## Exercise directions
Beginning at the line that includes "Every instance of the white field" in the entries below, print each line exactly as it appears, through the last one.

[[ Supplied information open ]]

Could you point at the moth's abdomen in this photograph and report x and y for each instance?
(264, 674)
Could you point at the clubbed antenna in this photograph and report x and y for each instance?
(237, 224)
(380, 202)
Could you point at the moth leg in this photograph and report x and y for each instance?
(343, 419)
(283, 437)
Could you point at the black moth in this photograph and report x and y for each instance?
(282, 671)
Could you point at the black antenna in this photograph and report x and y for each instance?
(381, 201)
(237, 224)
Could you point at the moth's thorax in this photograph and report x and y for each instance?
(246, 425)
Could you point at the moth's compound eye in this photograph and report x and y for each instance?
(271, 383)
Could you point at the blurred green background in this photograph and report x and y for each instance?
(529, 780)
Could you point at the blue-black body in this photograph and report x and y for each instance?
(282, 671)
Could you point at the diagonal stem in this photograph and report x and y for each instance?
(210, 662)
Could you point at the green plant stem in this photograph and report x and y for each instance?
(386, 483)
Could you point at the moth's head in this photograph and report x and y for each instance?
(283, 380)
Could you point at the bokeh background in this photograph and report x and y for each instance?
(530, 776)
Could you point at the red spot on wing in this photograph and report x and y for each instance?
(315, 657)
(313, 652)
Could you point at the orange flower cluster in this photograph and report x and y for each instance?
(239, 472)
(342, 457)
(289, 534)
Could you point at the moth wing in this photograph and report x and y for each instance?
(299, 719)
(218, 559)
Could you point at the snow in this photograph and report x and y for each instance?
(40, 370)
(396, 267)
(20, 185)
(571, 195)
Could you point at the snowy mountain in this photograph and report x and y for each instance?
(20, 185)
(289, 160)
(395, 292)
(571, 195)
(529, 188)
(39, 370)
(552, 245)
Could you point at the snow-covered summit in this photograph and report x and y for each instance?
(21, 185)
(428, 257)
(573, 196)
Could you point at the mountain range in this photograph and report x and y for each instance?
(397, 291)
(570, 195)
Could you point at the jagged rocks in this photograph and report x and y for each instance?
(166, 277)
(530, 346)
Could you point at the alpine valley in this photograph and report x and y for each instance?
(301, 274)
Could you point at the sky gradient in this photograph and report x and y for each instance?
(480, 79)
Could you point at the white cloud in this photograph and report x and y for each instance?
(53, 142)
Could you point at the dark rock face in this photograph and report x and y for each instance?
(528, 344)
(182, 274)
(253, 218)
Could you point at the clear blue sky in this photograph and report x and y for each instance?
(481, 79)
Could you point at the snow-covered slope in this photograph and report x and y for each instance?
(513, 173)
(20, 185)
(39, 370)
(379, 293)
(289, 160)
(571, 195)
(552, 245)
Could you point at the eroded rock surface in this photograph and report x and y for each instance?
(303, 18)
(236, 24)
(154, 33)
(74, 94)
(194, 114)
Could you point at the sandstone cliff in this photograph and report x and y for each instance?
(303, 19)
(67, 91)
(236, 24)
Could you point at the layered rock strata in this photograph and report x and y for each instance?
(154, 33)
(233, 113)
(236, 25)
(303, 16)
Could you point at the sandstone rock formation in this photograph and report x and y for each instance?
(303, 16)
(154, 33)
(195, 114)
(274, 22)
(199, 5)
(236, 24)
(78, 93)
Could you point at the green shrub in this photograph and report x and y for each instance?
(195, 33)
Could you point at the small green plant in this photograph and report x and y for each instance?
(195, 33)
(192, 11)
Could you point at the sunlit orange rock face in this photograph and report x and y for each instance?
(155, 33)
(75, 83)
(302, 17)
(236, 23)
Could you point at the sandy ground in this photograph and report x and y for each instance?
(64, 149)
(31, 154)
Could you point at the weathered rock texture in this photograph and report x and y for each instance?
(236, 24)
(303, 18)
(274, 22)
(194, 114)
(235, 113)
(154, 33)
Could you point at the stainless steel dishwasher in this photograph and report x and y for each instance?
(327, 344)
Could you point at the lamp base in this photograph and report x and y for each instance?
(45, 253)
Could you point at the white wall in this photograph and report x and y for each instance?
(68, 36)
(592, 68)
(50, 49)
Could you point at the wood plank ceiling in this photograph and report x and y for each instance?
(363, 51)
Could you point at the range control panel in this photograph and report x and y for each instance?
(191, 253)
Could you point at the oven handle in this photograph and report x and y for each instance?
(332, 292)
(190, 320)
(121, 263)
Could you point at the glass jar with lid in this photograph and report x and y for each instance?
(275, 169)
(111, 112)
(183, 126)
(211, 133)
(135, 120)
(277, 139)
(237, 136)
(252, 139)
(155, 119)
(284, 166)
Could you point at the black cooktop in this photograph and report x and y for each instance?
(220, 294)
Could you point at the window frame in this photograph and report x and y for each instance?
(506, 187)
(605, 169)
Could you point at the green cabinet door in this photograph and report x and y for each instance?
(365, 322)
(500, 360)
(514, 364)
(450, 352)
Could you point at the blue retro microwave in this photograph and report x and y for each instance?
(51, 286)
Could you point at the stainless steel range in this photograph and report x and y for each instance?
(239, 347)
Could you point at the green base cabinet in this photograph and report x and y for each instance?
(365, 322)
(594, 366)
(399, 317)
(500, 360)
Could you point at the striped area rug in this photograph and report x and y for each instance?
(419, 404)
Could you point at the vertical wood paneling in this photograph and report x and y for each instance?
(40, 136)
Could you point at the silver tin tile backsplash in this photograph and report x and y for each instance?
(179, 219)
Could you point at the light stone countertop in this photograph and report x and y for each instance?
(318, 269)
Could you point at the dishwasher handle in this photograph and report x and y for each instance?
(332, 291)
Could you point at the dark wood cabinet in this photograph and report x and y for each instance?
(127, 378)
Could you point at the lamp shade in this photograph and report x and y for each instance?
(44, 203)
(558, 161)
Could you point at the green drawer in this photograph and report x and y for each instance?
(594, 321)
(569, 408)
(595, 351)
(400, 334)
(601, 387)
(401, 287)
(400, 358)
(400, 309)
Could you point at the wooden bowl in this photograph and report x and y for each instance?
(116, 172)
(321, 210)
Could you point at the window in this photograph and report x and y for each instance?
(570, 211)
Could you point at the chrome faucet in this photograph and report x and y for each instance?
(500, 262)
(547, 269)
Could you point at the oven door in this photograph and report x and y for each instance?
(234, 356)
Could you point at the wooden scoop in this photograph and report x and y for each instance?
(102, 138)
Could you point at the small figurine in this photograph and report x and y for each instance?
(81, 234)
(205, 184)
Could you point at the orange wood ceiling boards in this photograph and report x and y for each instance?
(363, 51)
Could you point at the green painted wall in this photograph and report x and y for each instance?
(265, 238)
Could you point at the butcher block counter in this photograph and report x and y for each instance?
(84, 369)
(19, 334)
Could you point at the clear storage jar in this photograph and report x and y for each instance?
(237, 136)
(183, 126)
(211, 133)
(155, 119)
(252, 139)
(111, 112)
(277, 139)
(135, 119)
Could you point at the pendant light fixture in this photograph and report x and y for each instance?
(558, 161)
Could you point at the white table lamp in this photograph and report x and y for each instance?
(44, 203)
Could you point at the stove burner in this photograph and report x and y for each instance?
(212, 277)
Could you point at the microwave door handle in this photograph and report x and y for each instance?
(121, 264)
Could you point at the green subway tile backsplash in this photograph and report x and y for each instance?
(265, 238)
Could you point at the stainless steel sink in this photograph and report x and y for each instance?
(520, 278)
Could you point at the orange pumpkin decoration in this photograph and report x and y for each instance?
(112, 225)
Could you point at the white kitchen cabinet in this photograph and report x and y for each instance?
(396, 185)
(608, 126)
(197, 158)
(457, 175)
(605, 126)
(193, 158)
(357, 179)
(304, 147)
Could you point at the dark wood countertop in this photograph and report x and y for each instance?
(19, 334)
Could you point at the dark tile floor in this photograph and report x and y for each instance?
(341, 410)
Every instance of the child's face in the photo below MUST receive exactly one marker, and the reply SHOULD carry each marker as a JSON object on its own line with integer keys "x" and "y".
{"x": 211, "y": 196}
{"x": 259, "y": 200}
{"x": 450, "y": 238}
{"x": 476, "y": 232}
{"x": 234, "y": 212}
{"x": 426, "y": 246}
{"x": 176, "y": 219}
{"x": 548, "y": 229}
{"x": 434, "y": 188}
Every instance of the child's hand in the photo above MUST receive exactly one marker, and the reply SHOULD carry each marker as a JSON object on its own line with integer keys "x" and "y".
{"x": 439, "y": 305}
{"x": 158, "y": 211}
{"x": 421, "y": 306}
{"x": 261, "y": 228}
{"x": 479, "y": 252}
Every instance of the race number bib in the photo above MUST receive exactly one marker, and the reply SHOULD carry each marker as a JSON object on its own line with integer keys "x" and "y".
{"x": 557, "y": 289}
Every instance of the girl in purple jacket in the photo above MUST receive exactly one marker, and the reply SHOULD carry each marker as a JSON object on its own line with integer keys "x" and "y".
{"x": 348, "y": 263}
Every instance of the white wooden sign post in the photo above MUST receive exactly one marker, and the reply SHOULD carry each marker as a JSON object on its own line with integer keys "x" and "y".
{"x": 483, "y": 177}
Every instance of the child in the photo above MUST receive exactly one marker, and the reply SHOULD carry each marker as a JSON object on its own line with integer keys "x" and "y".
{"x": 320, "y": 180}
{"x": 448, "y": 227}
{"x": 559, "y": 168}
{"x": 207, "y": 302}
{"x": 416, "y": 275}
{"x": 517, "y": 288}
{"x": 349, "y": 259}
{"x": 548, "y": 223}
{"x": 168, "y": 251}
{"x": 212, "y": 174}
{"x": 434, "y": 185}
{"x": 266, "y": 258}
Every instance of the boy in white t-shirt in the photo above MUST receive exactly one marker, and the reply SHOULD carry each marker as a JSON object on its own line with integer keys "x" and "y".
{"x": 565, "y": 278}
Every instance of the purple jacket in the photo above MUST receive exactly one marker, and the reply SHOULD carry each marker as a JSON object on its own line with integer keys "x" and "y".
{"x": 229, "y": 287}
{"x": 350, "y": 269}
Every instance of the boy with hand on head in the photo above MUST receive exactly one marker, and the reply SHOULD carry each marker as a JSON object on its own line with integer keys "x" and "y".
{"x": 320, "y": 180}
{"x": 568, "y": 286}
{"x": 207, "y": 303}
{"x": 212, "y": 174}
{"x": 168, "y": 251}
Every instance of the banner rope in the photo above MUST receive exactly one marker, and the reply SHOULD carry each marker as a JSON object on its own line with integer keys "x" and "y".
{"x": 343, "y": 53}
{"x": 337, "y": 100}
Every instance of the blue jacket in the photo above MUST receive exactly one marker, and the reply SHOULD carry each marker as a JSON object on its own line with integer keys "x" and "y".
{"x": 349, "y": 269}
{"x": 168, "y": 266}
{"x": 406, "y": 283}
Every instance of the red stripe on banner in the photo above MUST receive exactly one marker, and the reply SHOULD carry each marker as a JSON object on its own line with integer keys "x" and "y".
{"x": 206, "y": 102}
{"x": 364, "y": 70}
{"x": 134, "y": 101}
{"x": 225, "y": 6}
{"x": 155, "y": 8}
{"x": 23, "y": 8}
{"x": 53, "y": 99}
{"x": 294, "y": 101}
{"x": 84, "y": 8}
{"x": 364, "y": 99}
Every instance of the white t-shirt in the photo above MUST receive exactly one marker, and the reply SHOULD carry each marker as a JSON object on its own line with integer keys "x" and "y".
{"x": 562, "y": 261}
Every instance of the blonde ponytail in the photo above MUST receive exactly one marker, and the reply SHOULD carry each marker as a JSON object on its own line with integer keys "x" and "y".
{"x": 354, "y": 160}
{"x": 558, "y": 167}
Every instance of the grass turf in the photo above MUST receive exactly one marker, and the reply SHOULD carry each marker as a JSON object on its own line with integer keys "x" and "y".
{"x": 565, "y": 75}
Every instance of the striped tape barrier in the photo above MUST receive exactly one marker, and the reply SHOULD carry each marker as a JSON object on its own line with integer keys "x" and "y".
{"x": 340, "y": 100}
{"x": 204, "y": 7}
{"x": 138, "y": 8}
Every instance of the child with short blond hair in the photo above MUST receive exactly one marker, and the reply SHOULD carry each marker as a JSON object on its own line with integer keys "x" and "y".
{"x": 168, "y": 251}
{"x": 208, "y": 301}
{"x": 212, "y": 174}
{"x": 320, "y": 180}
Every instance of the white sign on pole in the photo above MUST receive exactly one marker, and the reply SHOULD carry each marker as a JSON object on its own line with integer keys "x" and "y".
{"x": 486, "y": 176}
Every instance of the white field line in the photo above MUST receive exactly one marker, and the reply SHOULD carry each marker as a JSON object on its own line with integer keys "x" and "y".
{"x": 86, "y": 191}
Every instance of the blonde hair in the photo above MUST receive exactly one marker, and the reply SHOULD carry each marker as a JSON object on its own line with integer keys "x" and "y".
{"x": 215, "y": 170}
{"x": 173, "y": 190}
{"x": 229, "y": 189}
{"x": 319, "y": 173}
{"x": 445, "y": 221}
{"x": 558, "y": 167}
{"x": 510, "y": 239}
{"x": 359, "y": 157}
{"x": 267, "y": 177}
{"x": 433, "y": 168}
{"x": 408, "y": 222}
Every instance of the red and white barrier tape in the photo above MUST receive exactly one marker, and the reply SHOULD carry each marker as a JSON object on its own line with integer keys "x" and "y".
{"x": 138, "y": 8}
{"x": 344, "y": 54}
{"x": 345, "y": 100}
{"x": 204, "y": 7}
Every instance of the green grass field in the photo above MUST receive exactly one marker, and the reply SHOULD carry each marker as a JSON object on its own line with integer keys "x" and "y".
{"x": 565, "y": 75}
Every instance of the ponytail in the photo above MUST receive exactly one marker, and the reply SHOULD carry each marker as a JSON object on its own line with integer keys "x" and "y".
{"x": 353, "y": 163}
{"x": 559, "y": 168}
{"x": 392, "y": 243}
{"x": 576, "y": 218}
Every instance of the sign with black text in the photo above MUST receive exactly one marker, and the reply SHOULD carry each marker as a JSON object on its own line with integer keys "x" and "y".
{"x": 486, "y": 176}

[[ Supplied information closed ]]

## Output for this task
Every instance of the white field line in the photo above MUST receive exactly one marker, and the reply SHOULD carry each marker as a JSON object on its own line with integer keys "x" and "y".
{"x": 86, "y": 191}
Every instance of the blonde hair in the photo above MUST receive exactly one marker, and the reply SHOULD carry each marker as a JSON object on its own line with integer keys "x" and "y".
{"x": 215, "y": 170}
{"x": 173, "y": 190}
{"x": 229, "y": 189}
{"x": 319, "y": 173}
{"x": 445, "y": 221}
{"x": 558, "y": 167}
{"x": 510, "y": 239}
{"x": 359, "y": 157}
{"x": 267, "y": 177}
{"x": 433, "y": 168}
{"x": 408, "y": 222}
Every instance of the red and white barrier tape in the photo above MUST receive exactly one marker, and the reply SHOULD carry each marker as a JSON object on its own line with integer keys "x" and "y".
{"x": 138, "y": 8}
{"x": 344, "y": 54}
{"x": 345, "y": 100}
{"x": 204, "y": 7}
Every instance of the green grass field in the photo above MUST receive exactly one marker, and the reply SHOULD carry each marker as a JSON object on its own line with integer keys "x" and "y".
{"x": 565, "y": 75}
Every instance of the ponytail in the photo above MUST receive exactly one marker, and the reply SHOULD carry each marker as a JSON object on its own line with integer keys "x" and "y".
{"x": 353, "y": 163}
{"x": 559, "y": 168}
{"x": 392, "y": 243}
{"x": 576, "y": 218}
Every instance of the sign with black text in the photo above MUST receive exactly one marker, and the reply SHOULD carry each marker as a JSON object on its own line with integer keys "x" and "y".
{"x": 486, "y": 176}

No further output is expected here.